**Problem description:** Pull out every line in the material below that contains the word "orange", and copy each one in full.

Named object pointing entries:
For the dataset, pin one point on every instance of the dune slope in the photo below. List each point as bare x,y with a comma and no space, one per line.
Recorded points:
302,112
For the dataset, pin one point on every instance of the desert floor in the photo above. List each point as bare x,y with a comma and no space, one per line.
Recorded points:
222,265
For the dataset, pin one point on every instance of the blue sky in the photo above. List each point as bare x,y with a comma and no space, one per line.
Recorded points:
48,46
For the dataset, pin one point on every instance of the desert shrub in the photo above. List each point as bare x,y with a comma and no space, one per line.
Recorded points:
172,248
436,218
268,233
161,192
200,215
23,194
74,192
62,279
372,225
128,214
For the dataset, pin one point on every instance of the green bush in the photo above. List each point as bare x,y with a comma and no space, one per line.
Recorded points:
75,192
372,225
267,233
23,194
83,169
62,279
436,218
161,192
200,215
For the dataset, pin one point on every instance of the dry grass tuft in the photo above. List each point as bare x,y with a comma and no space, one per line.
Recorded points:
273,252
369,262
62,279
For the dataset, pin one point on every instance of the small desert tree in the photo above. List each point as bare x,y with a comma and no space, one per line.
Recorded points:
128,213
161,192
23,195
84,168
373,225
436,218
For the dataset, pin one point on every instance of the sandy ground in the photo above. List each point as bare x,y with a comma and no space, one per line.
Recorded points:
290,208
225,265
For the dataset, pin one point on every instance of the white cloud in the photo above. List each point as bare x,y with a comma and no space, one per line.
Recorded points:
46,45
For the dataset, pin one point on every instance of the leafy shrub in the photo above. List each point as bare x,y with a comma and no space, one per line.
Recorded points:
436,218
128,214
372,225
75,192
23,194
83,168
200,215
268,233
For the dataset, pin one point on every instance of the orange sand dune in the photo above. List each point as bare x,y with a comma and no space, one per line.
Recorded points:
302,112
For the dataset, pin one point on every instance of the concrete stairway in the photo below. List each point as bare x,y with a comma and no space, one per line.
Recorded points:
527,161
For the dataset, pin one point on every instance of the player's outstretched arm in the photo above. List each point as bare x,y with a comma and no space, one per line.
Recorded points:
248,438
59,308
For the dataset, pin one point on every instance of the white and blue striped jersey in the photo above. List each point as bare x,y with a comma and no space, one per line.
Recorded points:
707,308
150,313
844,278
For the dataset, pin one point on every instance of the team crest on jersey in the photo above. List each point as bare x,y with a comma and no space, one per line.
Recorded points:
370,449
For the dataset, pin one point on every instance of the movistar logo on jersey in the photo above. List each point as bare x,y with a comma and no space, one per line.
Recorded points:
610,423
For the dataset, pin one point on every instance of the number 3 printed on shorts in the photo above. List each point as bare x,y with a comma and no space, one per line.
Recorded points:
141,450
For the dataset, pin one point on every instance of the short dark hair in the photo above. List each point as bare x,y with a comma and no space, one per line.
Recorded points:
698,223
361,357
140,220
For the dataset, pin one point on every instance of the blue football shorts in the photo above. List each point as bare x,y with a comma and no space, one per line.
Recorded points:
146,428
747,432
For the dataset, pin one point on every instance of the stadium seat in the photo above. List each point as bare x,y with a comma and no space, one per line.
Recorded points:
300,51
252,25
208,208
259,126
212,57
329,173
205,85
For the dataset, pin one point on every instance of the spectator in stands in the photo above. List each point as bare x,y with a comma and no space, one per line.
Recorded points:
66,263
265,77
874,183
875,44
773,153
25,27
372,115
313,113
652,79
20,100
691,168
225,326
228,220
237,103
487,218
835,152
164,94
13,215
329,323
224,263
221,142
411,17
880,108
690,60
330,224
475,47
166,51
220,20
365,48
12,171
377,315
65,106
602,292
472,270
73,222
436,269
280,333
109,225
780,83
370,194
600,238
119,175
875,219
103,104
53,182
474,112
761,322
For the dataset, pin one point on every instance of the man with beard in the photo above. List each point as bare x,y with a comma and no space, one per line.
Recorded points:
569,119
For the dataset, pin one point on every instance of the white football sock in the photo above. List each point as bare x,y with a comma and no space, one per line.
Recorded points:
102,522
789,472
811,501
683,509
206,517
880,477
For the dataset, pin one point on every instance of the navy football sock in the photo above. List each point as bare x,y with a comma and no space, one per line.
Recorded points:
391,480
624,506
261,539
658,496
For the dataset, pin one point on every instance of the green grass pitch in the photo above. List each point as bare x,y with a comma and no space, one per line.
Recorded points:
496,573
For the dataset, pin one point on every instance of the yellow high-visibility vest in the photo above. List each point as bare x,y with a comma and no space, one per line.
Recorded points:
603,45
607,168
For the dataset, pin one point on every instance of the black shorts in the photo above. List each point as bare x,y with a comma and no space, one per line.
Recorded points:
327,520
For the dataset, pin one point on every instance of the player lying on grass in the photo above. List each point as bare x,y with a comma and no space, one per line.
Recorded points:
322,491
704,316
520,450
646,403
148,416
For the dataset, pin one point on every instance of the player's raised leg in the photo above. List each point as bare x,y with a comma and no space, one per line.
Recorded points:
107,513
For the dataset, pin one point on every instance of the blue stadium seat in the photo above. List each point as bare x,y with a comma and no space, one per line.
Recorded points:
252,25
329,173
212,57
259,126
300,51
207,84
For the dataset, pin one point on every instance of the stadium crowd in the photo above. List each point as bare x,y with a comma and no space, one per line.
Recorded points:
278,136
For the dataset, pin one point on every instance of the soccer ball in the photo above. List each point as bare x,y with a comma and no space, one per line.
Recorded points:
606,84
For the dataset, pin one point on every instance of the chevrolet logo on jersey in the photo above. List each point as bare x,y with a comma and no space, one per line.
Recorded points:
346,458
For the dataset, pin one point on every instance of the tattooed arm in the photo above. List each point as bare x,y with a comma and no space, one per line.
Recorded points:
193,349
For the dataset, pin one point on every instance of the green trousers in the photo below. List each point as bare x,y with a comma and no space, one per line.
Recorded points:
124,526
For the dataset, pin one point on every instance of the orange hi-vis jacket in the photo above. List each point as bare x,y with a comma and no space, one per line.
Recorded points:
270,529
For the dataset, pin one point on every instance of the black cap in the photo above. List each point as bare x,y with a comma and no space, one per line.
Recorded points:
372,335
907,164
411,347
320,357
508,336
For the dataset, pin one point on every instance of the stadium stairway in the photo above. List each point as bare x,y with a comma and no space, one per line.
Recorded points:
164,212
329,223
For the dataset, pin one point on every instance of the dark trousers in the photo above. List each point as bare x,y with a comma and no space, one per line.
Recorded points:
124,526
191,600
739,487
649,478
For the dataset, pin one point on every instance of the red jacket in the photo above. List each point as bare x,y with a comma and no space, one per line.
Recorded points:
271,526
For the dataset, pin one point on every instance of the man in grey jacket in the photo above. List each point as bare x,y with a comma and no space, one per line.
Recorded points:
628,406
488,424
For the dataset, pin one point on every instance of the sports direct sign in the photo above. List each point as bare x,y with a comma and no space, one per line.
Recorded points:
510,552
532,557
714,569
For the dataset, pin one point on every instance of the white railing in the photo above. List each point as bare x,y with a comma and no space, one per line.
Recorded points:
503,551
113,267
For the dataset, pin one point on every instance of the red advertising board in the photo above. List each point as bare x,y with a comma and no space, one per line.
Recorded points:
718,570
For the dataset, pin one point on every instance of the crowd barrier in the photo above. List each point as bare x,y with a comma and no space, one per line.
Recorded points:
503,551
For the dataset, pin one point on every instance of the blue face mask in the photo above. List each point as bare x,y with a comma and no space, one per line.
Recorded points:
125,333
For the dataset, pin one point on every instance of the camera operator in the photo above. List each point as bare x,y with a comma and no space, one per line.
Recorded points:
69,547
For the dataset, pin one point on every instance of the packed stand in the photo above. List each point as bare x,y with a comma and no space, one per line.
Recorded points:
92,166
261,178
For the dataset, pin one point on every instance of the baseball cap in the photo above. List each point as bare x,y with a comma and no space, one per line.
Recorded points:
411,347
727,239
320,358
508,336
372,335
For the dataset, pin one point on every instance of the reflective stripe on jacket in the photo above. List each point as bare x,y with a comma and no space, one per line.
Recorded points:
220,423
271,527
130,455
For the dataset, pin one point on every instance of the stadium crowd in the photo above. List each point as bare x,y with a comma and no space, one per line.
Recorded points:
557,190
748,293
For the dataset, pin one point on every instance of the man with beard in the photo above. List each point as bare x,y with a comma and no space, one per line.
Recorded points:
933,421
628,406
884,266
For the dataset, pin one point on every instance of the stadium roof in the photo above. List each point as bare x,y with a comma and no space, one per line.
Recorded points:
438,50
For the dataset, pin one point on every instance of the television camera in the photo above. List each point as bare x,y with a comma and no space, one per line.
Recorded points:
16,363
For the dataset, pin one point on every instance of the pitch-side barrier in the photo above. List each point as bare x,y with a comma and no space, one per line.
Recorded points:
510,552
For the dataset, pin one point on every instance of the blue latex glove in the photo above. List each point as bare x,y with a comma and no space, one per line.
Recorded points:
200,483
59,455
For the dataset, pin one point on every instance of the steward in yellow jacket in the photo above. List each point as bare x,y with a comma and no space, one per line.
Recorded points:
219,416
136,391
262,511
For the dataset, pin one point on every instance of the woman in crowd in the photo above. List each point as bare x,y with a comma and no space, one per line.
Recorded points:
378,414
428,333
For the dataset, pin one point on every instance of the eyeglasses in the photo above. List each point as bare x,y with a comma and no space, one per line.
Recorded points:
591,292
* * *
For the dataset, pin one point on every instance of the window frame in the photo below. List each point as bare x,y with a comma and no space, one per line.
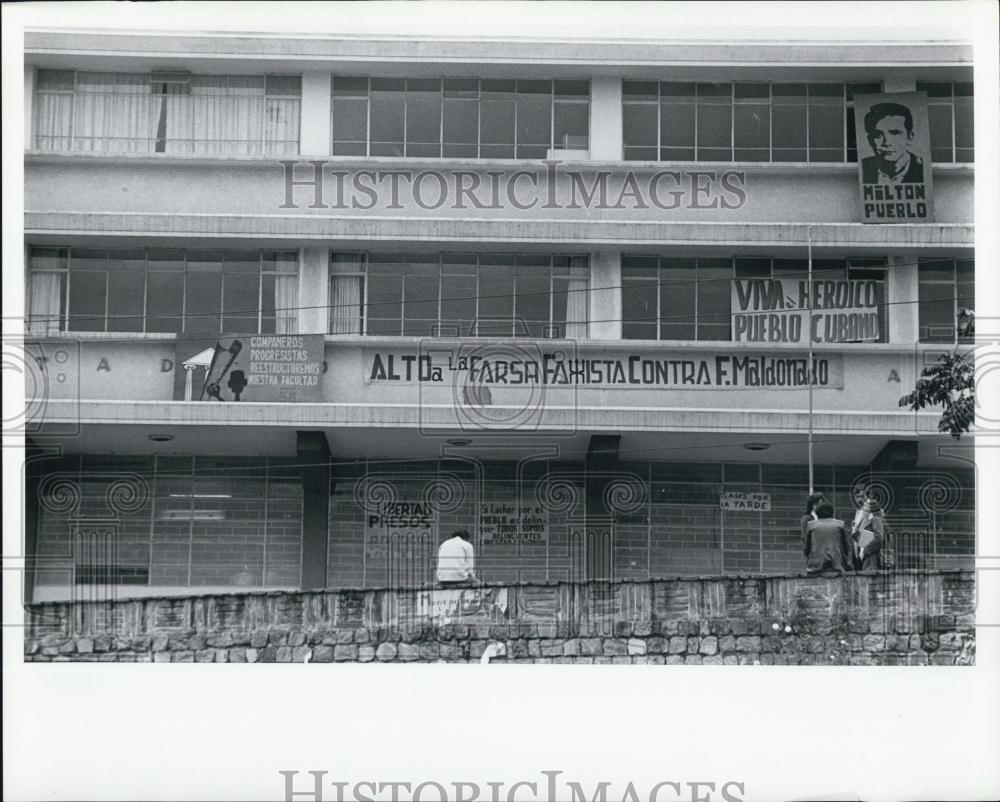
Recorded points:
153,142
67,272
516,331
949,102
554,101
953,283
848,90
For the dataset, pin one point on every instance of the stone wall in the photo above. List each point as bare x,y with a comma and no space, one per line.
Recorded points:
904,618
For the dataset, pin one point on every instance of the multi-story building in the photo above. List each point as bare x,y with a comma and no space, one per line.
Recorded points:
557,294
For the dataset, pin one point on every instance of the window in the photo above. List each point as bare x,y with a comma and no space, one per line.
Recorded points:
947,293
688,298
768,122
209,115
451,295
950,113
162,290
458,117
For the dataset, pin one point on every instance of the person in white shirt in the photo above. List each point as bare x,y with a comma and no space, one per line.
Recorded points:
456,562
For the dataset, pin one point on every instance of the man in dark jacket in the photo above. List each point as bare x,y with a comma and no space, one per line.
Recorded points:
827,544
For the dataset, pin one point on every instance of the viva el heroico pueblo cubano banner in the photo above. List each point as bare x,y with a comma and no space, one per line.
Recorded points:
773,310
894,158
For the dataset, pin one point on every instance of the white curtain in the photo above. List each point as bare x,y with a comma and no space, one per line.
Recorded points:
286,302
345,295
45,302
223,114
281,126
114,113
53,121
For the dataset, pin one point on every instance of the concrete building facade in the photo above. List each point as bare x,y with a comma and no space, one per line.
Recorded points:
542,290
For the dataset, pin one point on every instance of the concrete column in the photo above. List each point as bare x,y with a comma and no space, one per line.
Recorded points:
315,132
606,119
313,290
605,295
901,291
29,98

**Response:**
For the dataset, pin one point on every instance of the orange sand dune in the photo above. List each point as bare x,y with a comma and no space, one per line.
For the dataset, pin one point on every instance of the orange hi-vis jacket in the photo above. List each point as bare x,y with a comma and no space, one per line.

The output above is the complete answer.